- BRANO -
========================================================================

«Sistema», all’origine, significa «composto di varie parti», e poi anche «governo organizzato» e «costituzione politica». Ma non è questo che s’intende quando oggi si parla di «sistema sociale», bensì qualcosa di molto vicino a ciò che si vuol dire quando si parla di «sistema planetario», di «sistema di comunicazioni» e di ordine di cose, oggetti, fatti, in generale. Al tempo stesso, però, s’intende anche qualcosa di simile al «sistema filosofico», nel senso stretto di ordine d’idee fondato su un certo numero di postulati e riducibile a un principio unico. Si parla, insomma di sistema sempre nel senso di un tutto ben coordinato nelle sue parti e funzionante secondo leggi e regole fisse, conoscendo le quali si può per un verso dominarlo e servirsene, per l’altro scomporlo e distruggerlo per sostituirgliene un altro ritenuto migliore.
Sarà allora lecito, lasciando da parte la questione del capitalismo o del socialismo, della democrazia o dell’autoritarismo, porsi una domanda preliminare: se, in qual misura e in che senso si possa parlare di «sistema» a proposito di quel fatto eminentemente complesso e molteplice che è la vita associata. Può, insomma, una società esser considerata e trattata come un «sistema», cioè da una parte come un fatto analogo a un ordine d’idee chiuso su se stesso (sistema di filosofia, di logica, o di leggi matematiche), dall’altra come un insieme d’individui, di gruppi, di meccanismi e di fatti materiali; organizzati secondo un criterio unico e dominante?
Sembra di no. Per cominciare, quando si ascoltano i discorsi degli attuali sovversivi, sembra che sia proprio contro una tale idea che essi si ribellano, e che sia la riduzione di ogni aspetto della convivenza umana a un’unica dimensione e misura -quella dell’utile- che essi rimproverano all’attuale «sistema». Sembra anche, per toccare di sfuggita una questione molto complessa, che, nel pensiero di Marx medesimo, il rapporto fra il modo di produzione (il quale in teoria dovrebbe determinare, insieme con la coscienza del singolo individuo, ogni forma della vita collettiva) e le cosiddette «sovrastrutture» e «infrastrutture» politiche, giuridiche, religiose, culturali, rimanga in fondo ambiguo; e, rimanendo esso ambiguo, renda ambigua anche la nozione di «sistema» capitalista.

========================================================================

- OBIETTIVO A -
Riscrivi in forma più concisa il paragrafo del brano che si apre con «Sistema», all’origine, conservandone le informazioni principali.
- OBIETTIVO B -
Copia fedelmente la parte del brano che comincia con le parole contenenti "Sarà allora lecito, lasciando" e termina con "unico e dominante?".
Le righe non hanno alcun ruolo in questo.

- DATI FORNITI -
========================================================================

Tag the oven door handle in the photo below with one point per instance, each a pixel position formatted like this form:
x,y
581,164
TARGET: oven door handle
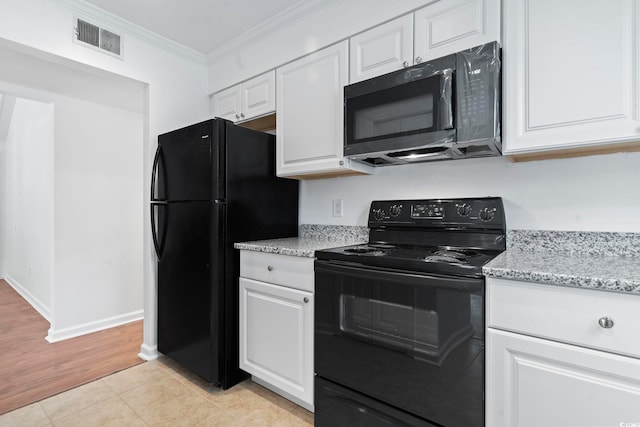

========================================================================

- RISPOSTA SCRITTA A -
In origine «sistema» significava «composto di varie parti», poi anche «governo organizzato» e «costituzione politica». Oggi, quando si parla di «sistema sociale», s'intende invece qualcosa di vicino al «sistema planetario» o al «sistema di comunicazioni», cioè un ordine di cose e di fatti. Al tempo stesso s'intende anche qualcosa di simile al «sistema filosofico», ossia un ordine d'idee fondato su postulati e riducibile a un principio unico. In ogni caso il sistema è un tutto coordinato che funziona secondo leggi e regole fisse. Conoscendole, lo si può dominare e usare, oppure scomporre e distruggere per sostituirlo con un altro ritenuto migliore.

- RISPOSTA SCRITTA B -
Sarà allora lecito, lasciando da parte la questione del capitalismo o del socialismo, della democrazia o dell’autoritarismo, porsi una domanda preliminare: se, in qual misura e in che senso si possa parlare di «sistema» a proposito di quel fatto eminentemente complesso e molteplice che è la vita associata. Può, insomma, una società esser considerata e trattata come un «sistema», cioè da una parte come un fatto analogo a un ordine d’idee chiuso su se stesso (sistema di filosofia, di logica, o di leggi matematiche), dall’altra come un insieme d’individui, di gruppi, di meccanismi e di fatti materiali; organizzati secondo un criterio unico e dominante?